Challenge 1.
In the commentary on the Christmas Day readings:
(a) Who wrote it?
(b) Which chapters of Isaiah does it call Second Isaiah?
(c) What does it say the writer of Hebrews tells us about the Son?
Challenge 2.
Which scripture passages does the commentary on the Christmas Day readings list as the readings?
Challenge 3.
Can you pick up the commentary on the Christmas Day readings after its last sentence and carry it on?
# Start of Quoted text
Engaging the Word: Readings for 12/25/16 (Christmas Day)

Posted by & filed under Engaging the Word.

 By Barbara Klugh

Isaiah 52:7-10; Psalm 98; Hebrews 1:1-12; John 1:1-14. Go to www.lectionarypage.net to read or print the weekly lectionary text. In this week’s readings, God’s people learn that the exile is over and  God is bringing peace, the writer of Hebrews tells us that the Son is the image of the Father, and we read again John’s beautiful description of the Incarnation of our Lord.

Alleluia by Thomas Cooper Gotch, 1896. Public domain, via Wikimedia Commons.

Alleluia by Thomas Cooper Gotch, 1896. Public domain, via Wikimedia Commons.

Isaiah 52: 7-10: This week’s reading comes from Second Isaiah (chapters 40-55), and is addressed to the people in exile.  A messenger brings the good news that Babylon has been defeated and the exile is finally over. The messenger announces salvation and proclaims “Your God reigns.” The Lord has redeemed Jerusalem and this is a time to break out into singing for joy. Moreover, the Lord’s power will be revealed “before the eyes of all nations” and the Lord’s salvation will be known to all the ends of the earth.
# End of Quoted text
# Start of Data listing
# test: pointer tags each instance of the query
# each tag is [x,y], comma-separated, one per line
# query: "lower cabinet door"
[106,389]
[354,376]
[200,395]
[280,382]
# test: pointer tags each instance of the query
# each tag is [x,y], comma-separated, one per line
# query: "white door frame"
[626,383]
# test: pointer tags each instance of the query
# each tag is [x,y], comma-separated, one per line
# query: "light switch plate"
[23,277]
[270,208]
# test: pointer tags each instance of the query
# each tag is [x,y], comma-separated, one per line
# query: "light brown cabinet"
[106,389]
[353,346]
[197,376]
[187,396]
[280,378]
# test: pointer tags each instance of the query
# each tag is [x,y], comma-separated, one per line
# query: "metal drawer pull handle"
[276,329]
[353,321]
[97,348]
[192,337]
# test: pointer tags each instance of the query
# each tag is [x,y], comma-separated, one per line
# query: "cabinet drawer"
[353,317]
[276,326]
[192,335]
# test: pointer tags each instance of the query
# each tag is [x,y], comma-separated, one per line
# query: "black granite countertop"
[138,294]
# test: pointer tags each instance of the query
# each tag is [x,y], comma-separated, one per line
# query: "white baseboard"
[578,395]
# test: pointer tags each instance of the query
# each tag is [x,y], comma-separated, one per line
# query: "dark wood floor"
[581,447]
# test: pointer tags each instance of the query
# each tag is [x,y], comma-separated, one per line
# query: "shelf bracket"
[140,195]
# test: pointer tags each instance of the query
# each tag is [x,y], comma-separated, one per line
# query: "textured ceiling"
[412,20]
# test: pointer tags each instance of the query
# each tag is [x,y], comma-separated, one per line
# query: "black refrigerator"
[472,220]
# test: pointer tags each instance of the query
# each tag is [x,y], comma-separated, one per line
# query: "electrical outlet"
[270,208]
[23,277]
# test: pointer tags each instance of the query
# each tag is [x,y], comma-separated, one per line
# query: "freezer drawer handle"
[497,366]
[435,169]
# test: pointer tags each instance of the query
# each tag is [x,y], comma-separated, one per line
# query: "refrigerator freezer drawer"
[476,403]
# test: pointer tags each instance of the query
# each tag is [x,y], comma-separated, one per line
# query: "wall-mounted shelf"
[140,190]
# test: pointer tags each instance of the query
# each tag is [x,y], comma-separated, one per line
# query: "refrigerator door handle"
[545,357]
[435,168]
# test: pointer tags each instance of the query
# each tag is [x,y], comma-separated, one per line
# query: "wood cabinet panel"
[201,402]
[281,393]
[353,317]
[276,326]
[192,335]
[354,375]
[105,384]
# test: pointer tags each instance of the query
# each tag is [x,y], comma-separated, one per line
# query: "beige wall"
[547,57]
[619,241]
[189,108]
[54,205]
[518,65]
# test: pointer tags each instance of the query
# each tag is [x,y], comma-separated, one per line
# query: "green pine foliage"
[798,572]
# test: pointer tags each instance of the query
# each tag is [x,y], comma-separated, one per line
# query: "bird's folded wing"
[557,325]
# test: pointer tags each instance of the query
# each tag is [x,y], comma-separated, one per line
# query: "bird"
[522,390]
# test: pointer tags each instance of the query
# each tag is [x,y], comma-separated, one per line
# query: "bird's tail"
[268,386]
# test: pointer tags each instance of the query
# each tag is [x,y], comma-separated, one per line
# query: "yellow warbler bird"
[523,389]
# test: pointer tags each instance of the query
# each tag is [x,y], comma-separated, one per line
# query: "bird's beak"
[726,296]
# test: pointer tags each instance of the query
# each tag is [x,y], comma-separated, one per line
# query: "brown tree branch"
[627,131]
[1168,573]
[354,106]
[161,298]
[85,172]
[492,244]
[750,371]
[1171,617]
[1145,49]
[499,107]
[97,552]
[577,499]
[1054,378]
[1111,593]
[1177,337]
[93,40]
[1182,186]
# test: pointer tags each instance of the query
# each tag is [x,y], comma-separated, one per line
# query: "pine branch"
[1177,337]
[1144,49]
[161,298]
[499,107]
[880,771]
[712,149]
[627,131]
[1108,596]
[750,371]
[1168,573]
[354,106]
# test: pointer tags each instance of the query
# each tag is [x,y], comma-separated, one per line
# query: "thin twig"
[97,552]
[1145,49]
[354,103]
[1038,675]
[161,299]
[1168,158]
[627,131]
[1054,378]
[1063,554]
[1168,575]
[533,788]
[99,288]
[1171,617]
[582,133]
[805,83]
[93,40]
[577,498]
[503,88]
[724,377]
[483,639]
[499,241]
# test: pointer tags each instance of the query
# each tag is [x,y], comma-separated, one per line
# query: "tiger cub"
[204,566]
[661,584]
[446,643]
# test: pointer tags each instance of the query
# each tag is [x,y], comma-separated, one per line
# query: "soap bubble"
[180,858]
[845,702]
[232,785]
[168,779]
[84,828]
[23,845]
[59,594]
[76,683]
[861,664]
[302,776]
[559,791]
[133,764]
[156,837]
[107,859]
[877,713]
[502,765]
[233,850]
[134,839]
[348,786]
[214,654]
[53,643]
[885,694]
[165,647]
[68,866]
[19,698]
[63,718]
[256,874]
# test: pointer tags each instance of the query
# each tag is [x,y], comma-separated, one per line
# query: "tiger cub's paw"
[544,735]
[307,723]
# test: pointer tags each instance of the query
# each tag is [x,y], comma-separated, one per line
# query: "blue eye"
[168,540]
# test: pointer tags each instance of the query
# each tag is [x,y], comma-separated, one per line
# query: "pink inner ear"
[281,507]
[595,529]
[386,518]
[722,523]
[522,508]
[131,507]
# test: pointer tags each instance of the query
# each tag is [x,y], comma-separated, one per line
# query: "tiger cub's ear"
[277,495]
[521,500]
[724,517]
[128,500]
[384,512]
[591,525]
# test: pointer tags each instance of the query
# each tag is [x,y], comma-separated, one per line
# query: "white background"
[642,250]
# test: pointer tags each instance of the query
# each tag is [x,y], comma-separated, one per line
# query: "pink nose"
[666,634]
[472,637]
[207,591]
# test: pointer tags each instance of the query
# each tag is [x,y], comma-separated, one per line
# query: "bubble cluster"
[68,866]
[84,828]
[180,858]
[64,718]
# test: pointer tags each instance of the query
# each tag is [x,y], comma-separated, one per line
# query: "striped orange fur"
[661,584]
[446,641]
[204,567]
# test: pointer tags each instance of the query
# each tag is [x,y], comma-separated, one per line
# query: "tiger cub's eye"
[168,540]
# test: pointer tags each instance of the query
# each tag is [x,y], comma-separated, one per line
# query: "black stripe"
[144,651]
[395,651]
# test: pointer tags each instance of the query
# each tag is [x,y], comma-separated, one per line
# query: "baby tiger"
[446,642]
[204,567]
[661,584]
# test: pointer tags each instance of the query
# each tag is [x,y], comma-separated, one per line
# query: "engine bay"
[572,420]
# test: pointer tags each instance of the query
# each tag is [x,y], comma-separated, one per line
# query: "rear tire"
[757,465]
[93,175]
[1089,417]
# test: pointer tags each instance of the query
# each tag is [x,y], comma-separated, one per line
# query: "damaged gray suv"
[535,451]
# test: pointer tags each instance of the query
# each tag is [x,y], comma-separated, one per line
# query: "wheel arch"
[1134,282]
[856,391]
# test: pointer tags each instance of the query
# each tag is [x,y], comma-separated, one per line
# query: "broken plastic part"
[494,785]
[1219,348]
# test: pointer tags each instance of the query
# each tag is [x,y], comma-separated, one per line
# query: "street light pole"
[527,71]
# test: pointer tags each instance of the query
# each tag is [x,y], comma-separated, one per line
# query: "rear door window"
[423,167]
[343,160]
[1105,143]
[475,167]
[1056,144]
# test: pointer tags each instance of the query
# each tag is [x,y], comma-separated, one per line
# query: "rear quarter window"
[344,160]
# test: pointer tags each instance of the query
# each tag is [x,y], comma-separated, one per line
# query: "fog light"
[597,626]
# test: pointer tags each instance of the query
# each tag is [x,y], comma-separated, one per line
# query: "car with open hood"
# End of Data listing
Written response 1.
(a) Barbara Klugh
(b) Chapters 40-55
(c) The Son is the image of the Father.

Written response 2.
Isaiah 52:7-10
Psalm 98
Hebrews 1:1-12
John 1:1-14

Written response 3.
Psalm 98: This week’s Psalm is one of the Royal, or Enthronement, Psalms (Ps 93-99). It urges God’s people—indeed, all of creation—to sing joyfully to God as the victorious King and who is coming to judge the world. “Sing to the Lord a new song, for he has done marvelous things.” I always think we should sing a new song to the Lord each day, because that’s exactly what the Lord is doing each day for us.

Click here for a video of Psalm 98 sung joyfully by the congregation of Christ Church, Moscow, Idaho.

Jesus, Savior of the World by El Greco, c.1600. Public domain, via Wikimedia Commons.

Jesus, Savior of the World by El Greco, c.1600. Public domain, via Wikimedia Commons.

Hebrews 1:1-12: This week’s reading introduces the Letter to the Hebrews, though it is often described as a sermon. Written in the first century AD by an unknown author, it was written to encourage Jewish Christians who were suffering for their faith, and describes the person, the character, and the work of Christ.

In this week’s reading, the author tells us that in the past God spoke to his people through the prophets, but now,  “in these last days,” God has spoken to us through his Son and heir of all things. Jesus is the one uniquely identified with God because “He is the reflection of God’s glory and the exact imprint of God’s very being and he sustains all things by his powerful word.” The main thing we need to remember is that Jesus isn’t just a messenger of God, Jesus reveals God. Jesus cleanses us from all our sins by his once and for all time sacrifice, and is seated at the right hand of God; his sacrifice has made us presentable to God.  This is very good news indeed.

Birth of Christ by Frederico Barocci (1528-1612). Public domain, via Wikimedia Commons.

Birth of Christ by Frederico Barocci (1528-1612). Public domain, via Wikimedia Commons.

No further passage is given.